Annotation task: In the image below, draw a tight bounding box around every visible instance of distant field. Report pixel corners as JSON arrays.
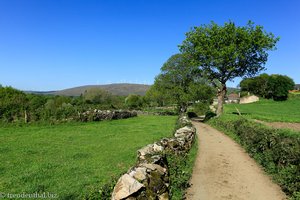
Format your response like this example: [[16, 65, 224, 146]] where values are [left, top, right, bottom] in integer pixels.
[[0, 116, 176, 199], [224, 99, 300, 122]]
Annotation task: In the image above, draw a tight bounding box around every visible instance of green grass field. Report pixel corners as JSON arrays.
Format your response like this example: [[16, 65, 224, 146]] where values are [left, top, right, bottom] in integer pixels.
[[224, 99, 300, 122], [0, 116, 177, 199]]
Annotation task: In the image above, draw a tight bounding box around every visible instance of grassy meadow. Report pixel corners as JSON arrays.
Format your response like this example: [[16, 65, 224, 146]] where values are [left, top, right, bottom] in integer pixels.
[[224, 98, 300, 122], [0, 116, 177, 199]]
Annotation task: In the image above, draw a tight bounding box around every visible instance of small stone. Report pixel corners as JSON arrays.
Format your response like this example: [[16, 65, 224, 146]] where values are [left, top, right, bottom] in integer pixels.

> _Work to be completed_
Starting with the first line of the listing and going on through the line with "[[224, 99, 300, 122], [0, 116, 177, 199]]", write those lines out again, requests included, shifting every bounding box coordinate in the answers up by 147 and leaving the numbers in the requests and their format samples unchanged. Leave the pictures out.

> _The response_
Annotation task: In the image below, draw a tight bounding box around every visible instance of distant field. Report pixel corners as JSON arrays.
Format your response like this example: [[16, 65, 224, 146]] where values are [left, top, right, bottom] in integer pixels.
[[147, 263, 323, 346], [371, 246, 447, 269]]
Annotation task: In the image above, draw a tight bounding box around every visible instance of green grass field. Report pixel corners as JSON arrays.
Format your response like this example: [[16, 65, 224, 146]] where values are [left, top, right, bottom] in integer pixels.
[[371, 246, 447, 269], [147, 263, 324, 346]]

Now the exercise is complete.